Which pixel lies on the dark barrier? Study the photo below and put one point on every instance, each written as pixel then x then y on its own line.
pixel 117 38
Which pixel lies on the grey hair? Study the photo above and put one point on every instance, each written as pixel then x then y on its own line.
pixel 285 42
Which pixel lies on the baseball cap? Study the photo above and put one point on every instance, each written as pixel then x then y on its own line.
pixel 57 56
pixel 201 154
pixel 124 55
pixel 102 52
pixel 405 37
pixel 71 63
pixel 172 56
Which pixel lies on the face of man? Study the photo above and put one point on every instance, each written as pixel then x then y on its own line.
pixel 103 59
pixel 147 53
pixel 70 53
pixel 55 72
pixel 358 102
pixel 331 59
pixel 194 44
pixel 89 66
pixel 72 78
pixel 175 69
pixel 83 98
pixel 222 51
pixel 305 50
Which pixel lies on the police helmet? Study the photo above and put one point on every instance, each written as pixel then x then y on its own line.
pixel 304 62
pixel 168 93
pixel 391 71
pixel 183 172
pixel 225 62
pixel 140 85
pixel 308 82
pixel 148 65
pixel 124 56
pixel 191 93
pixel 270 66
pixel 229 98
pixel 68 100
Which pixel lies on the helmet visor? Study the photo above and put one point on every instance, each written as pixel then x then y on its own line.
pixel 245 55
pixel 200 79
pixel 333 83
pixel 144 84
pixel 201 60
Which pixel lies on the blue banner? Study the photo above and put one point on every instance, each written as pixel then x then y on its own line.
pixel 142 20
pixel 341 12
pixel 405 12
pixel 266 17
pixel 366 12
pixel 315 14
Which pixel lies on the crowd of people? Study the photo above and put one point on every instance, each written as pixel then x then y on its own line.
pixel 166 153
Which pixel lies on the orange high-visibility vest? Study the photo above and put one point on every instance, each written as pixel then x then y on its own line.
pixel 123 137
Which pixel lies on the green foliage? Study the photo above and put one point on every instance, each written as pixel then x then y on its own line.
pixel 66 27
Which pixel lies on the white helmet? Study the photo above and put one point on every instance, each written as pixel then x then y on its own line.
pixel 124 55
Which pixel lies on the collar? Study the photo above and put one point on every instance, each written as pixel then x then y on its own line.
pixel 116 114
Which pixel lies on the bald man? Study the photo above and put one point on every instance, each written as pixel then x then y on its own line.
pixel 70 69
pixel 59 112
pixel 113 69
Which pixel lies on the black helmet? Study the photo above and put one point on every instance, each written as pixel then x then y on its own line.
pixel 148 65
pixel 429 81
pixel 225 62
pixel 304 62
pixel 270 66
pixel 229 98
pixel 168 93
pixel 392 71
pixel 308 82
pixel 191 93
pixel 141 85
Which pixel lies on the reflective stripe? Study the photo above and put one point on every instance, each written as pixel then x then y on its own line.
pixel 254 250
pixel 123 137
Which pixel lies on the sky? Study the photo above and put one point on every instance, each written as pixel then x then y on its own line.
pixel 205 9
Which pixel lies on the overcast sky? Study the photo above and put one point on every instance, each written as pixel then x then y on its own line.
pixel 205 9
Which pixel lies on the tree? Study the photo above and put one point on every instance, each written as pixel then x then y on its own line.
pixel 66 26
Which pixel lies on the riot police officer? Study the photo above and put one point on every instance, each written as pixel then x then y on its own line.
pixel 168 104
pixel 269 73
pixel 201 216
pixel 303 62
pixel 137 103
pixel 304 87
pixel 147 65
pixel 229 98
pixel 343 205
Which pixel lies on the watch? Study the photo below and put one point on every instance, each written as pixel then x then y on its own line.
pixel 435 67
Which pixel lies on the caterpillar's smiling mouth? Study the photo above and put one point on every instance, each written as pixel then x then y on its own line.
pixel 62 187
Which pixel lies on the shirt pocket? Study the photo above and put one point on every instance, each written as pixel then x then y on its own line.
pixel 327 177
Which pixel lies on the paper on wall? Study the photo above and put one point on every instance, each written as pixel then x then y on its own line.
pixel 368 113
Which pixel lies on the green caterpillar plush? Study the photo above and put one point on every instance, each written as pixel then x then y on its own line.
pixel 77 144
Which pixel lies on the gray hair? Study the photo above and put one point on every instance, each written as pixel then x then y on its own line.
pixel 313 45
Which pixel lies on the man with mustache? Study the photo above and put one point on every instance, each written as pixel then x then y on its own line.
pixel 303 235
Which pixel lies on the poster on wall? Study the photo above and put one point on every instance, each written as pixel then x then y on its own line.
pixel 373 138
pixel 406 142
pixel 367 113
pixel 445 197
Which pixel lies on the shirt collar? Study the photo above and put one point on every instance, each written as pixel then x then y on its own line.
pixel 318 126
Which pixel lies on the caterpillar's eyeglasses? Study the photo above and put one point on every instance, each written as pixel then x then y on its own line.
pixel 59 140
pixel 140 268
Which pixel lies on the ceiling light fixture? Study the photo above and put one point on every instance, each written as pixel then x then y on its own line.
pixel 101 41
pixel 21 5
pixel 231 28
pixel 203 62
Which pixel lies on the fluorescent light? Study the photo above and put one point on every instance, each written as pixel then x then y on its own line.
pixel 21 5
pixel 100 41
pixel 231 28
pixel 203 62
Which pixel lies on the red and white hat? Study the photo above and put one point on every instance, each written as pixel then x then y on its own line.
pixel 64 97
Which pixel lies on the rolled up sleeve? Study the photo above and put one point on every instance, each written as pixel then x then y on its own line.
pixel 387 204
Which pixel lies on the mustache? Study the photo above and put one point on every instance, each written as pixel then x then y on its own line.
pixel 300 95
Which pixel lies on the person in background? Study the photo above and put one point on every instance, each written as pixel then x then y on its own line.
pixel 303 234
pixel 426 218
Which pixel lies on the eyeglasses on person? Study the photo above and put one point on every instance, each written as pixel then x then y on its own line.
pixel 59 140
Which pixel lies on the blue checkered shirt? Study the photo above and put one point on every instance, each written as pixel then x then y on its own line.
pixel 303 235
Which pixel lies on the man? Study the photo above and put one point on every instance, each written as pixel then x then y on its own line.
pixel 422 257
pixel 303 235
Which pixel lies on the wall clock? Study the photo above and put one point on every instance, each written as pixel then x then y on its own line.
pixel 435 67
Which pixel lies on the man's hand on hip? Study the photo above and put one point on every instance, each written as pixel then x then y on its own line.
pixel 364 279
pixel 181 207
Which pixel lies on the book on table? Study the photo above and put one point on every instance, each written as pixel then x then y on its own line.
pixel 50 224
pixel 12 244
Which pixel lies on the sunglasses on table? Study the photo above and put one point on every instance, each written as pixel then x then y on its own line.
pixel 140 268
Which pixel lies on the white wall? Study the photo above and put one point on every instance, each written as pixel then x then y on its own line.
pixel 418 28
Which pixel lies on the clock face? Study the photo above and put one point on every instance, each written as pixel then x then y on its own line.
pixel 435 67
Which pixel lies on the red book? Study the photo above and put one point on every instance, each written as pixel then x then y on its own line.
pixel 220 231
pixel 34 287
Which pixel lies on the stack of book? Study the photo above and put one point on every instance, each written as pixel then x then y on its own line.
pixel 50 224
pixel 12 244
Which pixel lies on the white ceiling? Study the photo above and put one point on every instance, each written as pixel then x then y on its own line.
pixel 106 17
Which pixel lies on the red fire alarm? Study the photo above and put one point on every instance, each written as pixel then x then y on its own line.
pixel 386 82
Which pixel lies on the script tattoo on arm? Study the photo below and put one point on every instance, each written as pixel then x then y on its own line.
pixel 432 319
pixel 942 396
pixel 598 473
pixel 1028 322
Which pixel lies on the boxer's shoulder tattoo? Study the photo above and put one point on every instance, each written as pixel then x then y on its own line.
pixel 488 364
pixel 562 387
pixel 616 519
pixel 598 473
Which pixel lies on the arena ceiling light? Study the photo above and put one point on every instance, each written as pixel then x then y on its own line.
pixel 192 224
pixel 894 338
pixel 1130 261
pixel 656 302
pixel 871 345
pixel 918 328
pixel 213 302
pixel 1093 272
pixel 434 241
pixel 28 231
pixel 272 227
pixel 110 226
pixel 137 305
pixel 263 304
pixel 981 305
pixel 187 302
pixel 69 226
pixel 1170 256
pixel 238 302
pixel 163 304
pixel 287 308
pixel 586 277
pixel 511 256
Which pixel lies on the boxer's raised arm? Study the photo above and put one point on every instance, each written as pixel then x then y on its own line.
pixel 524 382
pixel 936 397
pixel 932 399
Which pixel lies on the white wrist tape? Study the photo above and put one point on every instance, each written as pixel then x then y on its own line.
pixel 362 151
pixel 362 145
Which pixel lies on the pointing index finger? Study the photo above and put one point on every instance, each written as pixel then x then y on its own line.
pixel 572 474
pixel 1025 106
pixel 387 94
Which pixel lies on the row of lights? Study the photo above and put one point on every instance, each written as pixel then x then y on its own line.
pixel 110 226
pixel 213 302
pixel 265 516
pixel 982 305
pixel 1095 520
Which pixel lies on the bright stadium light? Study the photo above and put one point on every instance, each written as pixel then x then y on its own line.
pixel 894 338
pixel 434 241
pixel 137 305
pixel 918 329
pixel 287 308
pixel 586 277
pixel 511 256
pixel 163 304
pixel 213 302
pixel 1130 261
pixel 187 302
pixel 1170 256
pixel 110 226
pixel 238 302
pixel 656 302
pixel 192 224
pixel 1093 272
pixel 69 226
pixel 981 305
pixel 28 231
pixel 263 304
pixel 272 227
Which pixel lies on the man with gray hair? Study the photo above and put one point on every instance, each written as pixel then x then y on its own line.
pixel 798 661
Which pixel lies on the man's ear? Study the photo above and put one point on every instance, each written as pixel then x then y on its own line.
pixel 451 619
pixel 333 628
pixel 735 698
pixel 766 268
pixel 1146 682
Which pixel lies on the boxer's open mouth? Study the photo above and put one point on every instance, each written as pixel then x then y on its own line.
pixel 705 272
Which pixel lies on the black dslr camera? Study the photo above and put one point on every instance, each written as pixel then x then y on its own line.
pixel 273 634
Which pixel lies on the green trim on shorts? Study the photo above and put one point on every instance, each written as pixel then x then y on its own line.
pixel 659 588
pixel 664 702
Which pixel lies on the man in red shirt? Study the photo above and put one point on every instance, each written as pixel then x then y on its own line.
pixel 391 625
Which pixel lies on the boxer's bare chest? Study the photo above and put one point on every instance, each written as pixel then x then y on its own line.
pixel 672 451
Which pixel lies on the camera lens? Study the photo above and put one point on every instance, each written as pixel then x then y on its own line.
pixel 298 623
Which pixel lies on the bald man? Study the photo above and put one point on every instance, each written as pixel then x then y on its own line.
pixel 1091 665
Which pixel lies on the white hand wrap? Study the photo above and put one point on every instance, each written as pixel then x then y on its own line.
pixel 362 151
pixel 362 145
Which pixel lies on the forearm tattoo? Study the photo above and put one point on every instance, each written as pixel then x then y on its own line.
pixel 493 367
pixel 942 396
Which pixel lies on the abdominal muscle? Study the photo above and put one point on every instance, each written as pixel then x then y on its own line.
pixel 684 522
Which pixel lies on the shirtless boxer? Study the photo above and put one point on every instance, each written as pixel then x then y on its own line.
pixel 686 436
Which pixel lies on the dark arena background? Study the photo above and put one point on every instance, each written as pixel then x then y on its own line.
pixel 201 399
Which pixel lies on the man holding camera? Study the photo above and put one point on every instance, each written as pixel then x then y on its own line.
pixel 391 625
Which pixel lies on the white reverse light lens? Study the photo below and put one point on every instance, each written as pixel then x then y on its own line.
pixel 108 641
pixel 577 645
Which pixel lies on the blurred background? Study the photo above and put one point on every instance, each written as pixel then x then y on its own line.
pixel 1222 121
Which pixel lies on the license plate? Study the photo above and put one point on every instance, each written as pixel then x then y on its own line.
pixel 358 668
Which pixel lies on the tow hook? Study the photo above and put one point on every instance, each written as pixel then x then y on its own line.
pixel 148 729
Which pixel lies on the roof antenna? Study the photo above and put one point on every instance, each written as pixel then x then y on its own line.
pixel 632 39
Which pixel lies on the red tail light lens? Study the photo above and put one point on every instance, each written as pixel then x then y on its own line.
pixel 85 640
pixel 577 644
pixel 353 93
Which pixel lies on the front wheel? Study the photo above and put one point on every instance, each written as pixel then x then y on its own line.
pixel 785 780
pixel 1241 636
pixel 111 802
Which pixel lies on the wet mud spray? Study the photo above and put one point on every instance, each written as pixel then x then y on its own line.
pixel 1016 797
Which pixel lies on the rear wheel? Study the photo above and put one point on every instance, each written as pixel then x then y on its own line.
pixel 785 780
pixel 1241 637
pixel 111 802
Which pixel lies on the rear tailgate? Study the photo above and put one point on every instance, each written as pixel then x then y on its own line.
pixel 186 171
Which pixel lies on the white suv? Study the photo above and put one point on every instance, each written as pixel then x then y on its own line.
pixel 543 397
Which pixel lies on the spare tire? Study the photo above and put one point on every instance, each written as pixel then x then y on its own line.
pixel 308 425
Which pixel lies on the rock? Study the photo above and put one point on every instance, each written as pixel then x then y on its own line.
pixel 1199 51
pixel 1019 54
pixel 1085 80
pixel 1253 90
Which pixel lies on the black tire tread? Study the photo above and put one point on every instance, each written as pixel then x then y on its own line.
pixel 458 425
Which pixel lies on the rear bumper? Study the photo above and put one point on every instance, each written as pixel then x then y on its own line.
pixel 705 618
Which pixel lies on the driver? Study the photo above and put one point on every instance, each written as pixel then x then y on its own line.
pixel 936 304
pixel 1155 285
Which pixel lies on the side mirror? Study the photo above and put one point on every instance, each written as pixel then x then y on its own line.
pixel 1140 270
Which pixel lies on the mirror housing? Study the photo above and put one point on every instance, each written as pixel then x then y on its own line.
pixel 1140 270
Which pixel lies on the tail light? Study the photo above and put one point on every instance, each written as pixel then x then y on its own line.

::::::::

◆ DIRECTION ◆
Can you echo every line verbatim, from the one containing "Which pixel lies on the man with mustache?" down to the one containing "pixel 387 204", with both of those lines included?

◆ WORKED SOLUTION ◆
Which pixel lies on the man with mustache? Study the photo above and put one point on every instance, each written as pixel then x then y on its own line.
pixel 303 235
Which pixel lies on the poster on wall? Study the photo above and put one point on every instance, each written as pixel then x then y on its own line.
pixel 373 138
pixel 406 142
pixel 367 113
pixel 445 197
Which pixel lies on the shirt collar? Study the photo above and put one point on every instance, each written as pixel then x then y on its own line.
pixel 318 126
Which pixel lies on the caterpillar's eyeglasses? Study the photo above and put one point on every instance, each written as pixel then x then y on its own line.
pixel 59 140
pixel 140 268
Which pixel lies on the ceiling light fixture? Study the photo above and put one point on every instance, each written as pixel then x then y on its own line.
pixel 101 41
pixel 21 5
pixel 231 28
pixel 203 62
Which pixel lies on the fluorescent light? Study the photo above and put one point on every instance, each written as pixel then x then y on its own line.
pixel 21 5
pixel 100 41
pixel 231 28
pixel 203 62
Which pixel lies on the red and white hat? Study the photo above and put one point on every instance, each written as pixel then x then y on its own line.
pixel 64 97
Which pixel lies on the rolled up sleeve? Study the photo above and put one point on every instance, each written as pixel then x then y on its own line.
pixel 387 204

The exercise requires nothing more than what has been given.